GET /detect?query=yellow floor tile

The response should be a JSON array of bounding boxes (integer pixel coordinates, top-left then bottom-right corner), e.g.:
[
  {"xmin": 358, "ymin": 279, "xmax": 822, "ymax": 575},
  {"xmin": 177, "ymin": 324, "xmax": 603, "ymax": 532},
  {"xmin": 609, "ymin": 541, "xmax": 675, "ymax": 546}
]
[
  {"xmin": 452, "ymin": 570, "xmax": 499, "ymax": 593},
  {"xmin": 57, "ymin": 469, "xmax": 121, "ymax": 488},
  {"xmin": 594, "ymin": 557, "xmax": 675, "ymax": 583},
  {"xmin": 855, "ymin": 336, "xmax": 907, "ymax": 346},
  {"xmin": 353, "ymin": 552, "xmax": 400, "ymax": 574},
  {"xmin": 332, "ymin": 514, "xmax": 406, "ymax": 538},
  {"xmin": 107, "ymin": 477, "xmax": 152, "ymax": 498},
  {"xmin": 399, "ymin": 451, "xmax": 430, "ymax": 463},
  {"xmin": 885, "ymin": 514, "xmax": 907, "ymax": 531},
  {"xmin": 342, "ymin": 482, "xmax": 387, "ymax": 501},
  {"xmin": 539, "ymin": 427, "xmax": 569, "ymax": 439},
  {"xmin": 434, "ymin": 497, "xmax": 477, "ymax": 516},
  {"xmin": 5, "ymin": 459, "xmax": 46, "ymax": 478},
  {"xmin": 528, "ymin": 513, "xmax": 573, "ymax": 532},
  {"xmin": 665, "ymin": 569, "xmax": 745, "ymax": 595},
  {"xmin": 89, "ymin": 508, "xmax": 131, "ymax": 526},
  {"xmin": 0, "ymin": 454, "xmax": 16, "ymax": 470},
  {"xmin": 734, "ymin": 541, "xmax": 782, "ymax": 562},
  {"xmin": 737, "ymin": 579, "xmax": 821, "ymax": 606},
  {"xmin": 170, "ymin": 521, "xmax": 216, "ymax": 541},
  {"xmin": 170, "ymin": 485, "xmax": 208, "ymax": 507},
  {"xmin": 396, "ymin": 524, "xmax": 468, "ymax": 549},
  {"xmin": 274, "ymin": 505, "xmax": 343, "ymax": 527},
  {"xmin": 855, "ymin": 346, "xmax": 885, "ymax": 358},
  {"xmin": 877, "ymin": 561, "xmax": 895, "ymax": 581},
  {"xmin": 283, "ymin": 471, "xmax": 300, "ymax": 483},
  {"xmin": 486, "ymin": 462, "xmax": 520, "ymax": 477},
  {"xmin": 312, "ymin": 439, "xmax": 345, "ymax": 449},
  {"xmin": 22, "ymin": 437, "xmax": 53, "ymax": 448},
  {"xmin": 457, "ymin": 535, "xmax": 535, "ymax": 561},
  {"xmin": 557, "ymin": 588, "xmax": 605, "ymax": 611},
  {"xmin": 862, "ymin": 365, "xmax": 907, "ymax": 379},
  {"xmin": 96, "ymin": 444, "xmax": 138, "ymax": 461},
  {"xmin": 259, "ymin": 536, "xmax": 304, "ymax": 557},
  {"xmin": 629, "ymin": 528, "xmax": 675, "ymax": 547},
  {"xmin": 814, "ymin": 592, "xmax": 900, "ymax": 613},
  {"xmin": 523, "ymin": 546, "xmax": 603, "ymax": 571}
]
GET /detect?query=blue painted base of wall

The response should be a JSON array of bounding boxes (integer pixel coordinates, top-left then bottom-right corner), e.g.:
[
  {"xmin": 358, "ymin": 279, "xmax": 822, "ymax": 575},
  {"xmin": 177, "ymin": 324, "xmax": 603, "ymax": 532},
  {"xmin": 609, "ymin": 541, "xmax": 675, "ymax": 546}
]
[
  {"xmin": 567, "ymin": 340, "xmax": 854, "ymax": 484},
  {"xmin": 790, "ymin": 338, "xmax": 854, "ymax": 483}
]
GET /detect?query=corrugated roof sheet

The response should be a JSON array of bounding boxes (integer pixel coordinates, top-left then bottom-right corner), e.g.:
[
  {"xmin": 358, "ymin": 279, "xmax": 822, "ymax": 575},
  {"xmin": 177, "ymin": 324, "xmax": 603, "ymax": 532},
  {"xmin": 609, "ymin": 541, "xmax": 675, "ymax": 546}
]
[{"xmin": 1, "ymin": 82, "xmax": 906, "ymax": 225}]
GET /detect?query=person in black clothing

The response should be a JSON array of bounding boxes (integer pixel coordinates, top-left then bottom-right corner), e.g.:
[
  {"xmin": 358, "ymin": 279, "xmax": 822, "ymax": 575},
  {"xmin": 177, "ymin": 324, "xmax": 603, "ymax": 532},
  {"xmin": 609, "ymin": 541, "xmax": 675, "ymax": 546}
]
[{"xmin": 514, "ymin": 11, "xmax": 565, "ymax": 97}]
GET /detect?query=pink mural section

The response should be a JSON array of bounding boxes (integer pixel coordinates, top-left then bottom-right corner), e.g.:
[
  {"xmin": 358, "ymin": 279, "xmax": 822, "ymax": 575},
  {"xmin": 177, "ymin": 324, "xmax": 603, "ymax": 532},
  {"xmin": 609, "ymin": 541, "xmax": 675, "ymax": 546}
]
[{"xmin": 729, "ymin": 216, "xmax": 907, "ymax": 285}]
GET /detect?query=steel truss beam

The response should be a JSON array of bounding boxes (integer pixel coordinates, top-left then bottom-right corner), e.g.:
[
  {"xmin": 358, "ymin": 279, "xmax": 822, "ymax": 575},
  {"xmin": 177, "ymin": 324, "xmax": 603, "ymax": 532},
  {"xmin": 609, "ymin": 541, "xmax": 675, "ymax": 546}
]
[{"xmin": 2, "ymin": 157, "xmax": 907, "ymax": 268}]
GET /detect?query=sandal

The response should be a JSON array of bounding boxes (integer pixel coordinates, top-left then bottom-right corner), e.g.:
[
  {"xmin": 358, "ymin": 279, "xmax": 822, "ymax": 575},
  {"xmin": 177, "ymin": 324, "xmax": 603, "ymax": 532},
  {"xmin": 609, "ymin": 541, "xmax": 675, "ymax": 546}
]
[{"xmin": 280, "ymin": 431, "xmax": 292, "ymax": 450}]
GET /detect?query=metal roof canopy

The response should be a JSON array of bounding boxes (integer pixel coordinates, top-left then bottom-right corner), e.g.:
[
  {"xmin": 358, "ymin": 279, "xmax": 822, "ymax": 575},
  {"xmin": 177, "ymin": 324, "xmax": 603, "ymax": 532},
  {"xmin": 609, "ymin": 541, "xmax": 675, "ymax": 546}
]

────────

■ Work task ■
Show all lines from the listing above in which "roof" appears.

■ Result for this task ■
GET /detect?query=corrugated roof sheet
GET /detect?query=metal roof canopy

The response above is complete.